== Exercise goal ==
Return exactly and only these lines: the first of the listing through the one containing "negative clicks: (399, 219)".
══ Recorded data
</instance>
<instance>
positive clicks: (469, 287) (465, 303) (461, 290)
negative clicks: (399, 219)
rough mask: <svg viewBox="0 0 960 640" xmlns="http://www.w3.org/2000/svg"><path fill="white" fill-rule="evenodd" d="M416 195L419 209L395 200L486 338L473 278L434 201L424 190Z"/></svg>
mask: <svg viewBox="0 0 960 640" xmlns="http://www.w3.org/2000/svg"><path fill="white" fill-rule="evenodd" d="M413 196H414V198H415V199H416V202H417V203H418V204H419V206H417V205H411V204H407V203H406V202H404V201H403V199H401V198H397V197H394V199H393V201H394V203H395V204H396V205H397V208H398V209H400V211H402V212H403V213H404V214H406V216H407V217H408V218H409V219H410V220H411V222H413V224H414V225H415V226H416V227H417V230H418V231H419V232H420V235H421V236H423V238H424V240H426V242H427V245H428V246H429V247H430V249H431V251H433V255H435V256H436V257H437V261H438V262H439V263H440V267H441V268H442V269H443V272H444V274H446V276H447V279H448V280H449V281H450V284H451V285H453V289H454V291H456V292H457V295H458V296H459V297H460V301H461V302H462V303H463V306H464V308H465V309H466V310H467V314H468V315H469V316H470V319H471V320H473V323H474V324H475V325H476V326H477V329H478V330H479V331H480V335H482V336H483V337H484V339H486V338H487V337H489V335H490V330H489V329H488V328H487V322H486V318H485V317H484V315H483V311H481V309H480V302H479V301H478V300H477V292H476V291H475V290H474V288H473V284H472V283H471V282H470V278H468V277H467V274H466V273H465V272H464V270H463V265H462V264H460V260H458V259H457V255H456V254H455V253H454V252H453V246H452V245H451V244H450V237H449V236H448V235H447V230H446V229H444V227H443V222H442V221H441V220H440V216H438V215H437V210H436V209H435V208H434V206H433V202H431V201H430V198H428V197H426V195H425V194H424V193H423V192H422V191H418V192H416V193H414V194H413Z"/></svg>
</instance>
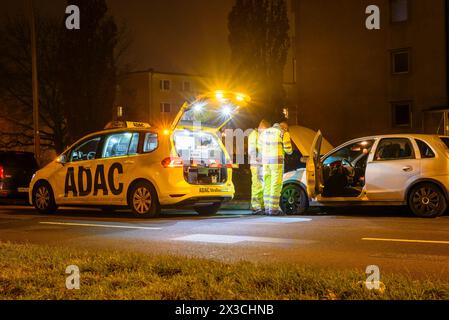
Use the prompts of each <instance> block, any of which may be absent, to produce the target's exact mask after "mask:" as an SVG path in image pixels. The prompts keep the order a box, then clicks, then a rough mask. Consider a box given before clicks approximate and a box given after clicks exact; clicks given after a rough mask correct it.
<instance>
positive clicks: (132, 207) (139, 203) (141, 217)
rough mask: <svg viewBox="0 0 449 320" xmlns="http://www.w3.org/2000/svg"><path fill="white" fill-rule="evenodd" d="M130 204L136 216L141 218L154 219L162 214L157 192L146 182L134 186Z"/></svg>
mask: <svg viewBox="0 0 449 320" xmlns="http://www.w3.org/2000/svg"><path fill="white" fill-rule="evenodd" d="M128 203H129V206H130V208H131V210H132V211H133V213H134V215H135V216H136V217H139V218H153V217H157V216H158V215H159V213H160V208H159V200H158V198H157V193H156V190H155V189H154V187H153V186H152V185H151V184H150V183H148V182H145V181H140V182H137V183H136V184H134V185H133V186H132V189H131V192H130V193H129V199H128Z"/></svg>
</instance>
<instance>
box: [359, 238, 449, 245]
mask: <svg viewBox="0 0 449 320" xmlns="http://www.w3.org/2000/svg"><path fill="white" fill-rule="evenodd" d="M362 240H363V241H383V242H405V243H431V244H449V241H437V240H408V239H382V238H362Z"/></svg>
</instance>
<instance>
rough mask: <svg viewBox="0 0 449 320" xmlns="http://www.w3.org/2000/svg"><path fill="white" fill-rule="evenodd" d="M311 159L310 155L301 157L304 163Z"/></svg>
mask: <svg viewBox="0 0 449 320" xmlns="http://www.w3.org/2000/svg"><path fill="white" fill-rule="evenodd" d="M308 160H309V157H301V160H300V161H301V162H302V163H307V161H308Z"/></svg>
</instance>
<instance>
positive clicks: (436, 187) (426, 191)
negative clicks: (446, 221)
mask: <svg viewBox="0 0 449 320" xmlns="http://www.w3.org/2000/svg"><path fill="white" fill-rule="evenodd" d="M408 206H409V208H410V210H411V211H412V212H413V213H414V214H415V215H416V216H418V217H421V218H436V217H439V216H442V215H443V214H444V213H445V212H446V209H447V201H446V197H445V196H444V194H443V192H442V191H441V189H440V188H439V187H438V186H437V185H435V184H433V183H422V184H419V185H417V186H415V187H413V189H412V190H411V192H410V194H409V197H408Z"/></svg>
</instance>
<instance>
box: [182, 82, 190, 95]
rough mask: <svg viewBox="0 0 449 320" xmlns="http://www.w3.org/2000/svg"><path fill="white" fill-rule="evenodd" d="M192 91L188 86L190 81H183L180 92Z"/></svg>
mask: <svg viewBox="0 0 449 320" xmlns="http://www.w3.org/2000/svg"><path fill="white" fill-rule="evenodd" d="M191 90H192V87H191V86H190V81H184V82H183V83H182V91H185V92H190V91H191Z"/></svg>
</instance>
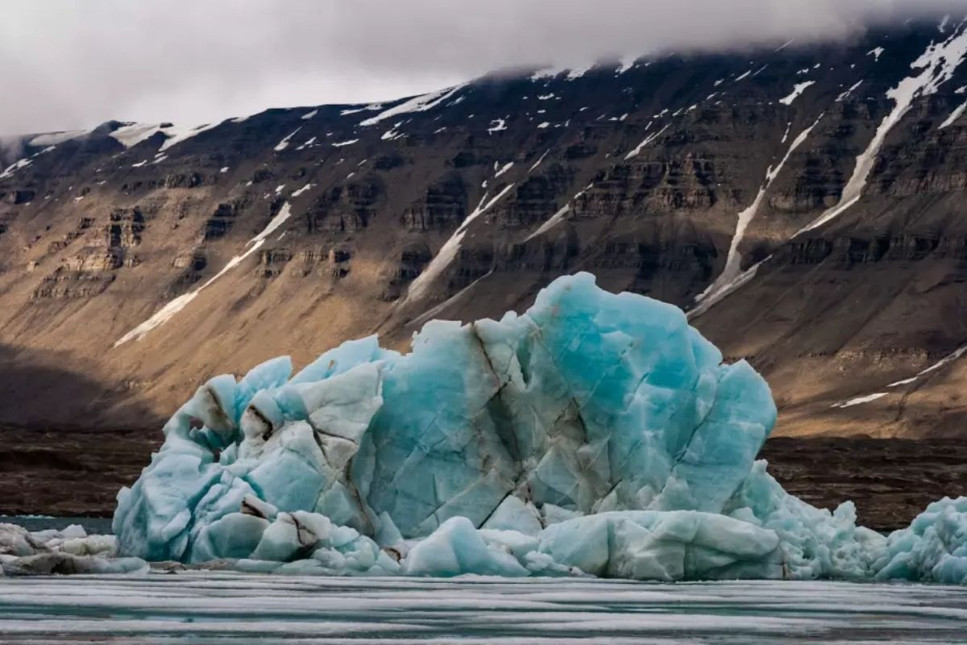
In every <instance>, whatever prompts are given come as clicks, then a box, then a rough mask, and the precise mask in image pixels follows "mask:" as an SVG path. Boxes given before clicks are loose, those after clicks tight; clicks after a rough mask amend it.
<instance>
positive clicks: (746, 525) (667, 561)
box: [540, 511, 782, 582]
mask: <svg viewBox="0 0 967 645" xmlns="http://www.w3.org/2000/svg"><path fill="white" fill-rule="evenodd" d="M540 551H541V552H542V553H546V554H548V555H550V556H551V558H552V559H553V561H554V562H555V563H557V564H559V565H564V566H568V567H574V568H576V569H579V570H580V571H582V572H584V573H589V574H592V575H595V576H599V577H608V578H629V579H634V580H661V581H667V582H671V581H676V580H700V579H701V580H711V579H736V578H756V579H781V578H782V564H781V562H782V551H781V550H780V549H779V538H778V536H777V535H776V533H775V532H774V531H771V530H767V529H762V528H759V527H756V526H755V525H753V524H750V523H748V522H743V521H740V520H735V519H732V518H729V517H725V516H723V515H713V514H708V513H697V512H692V511H677V512H669V513H656V512H648V511H644V512H642V511H638V512H633V511H629V512H624V513H602V514H599V515H593V516H590V517H584V518H580V519H575V520H569V521H567V522H562V523H561V524H555V525H554V526H551V527H549V528H548V529H546V530H545V531H544V532H543V533H542V534H541V536H540Z"/></svg>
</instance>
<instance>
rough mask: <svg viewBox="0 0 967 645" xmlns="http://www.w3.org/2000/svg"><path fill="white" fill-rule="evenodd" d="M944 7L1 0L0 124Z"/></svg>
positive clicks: (507, 64) (380, 87) (247, 93)
mask: <svg viewBox="0 0 967 645" xmlns="http://www.w3.org/2000/svg"><path fill="white" fill-rule="evenodd" d="M946 10H950V11H952V12H955V13H956V14H957V15H958V17H959V16H960V15H962V14H967V0H0V88H2V89H0V92H2V94H0V96H2V99H0V134H14V133H28V132H42V131H50V130H63V129H72V128H87V127H91V126H94V125H96V124H98V123H101V122H103V121H106V120H108V119H112V118H114V119H119V120H137V121H146V122H158V121H173V122H175V123H180V124H201V123H206V122H210V121H215V120H221V119H224V118H227V117H230V116H238V115H243V114H251V113H255V112H259V111H261V110H264V109H266V108H268V107H290V106H299V105H317V104H322V103H346V102H364V101H366V102H368V101H375V100H380V99H388V98H394V97H399V96H403V95H408V94H415V93H419V92H423V91H428V90H431V89H435V88H438V87H442V86H445V85H448V84H452V83H456V82H459V81H462V80H466V79H469V78H472V77H475V76H478V75H481V74H484V73H486V72H488V71H492V70H495V69H500V68H506V67H512V66H526V65H540V64H543V63H554V64H557V65H567V64H572V65H578V64H581V63H583V62H584V61H587V60H594V59H597V58H600V57H605V56H609V55H620V54H625V53H648V52H651V51H655V50H661V49H668V48H676V49H682V48H689V47H695V46H705V47H718V46H728V45H743V44H749V43H750V42H753V41H764V42H776V41H784V40H786V39H789V38H797V39H809V38H817V37H838V36H841V35H843V34H844V33H846V32H849V31H852V30H856V29H860V28H862V27H863V26H864V25H867V24H869V23H870V22H871V21H882V20H902V19H905V18H906V17H909V16H910V15H911V14H912V13H914V12H924V11H928V12H932V13H938V12H942V11H946Z"/></svg>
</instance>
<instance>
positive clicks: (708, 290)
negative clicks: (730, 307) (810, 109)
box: [689, 115, 823, 316]
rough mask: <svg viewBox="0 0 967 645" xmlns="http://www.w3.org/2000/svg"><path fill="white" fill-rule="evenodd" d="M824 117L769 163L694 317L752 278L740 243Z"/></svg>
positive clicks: (701, 295) (697, 297)
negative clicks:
════
== Task answer ==
</instance>
<instance>
positive clicks: (469, 287) (465, 303) (461, 290)
negative clicks: (399, 219)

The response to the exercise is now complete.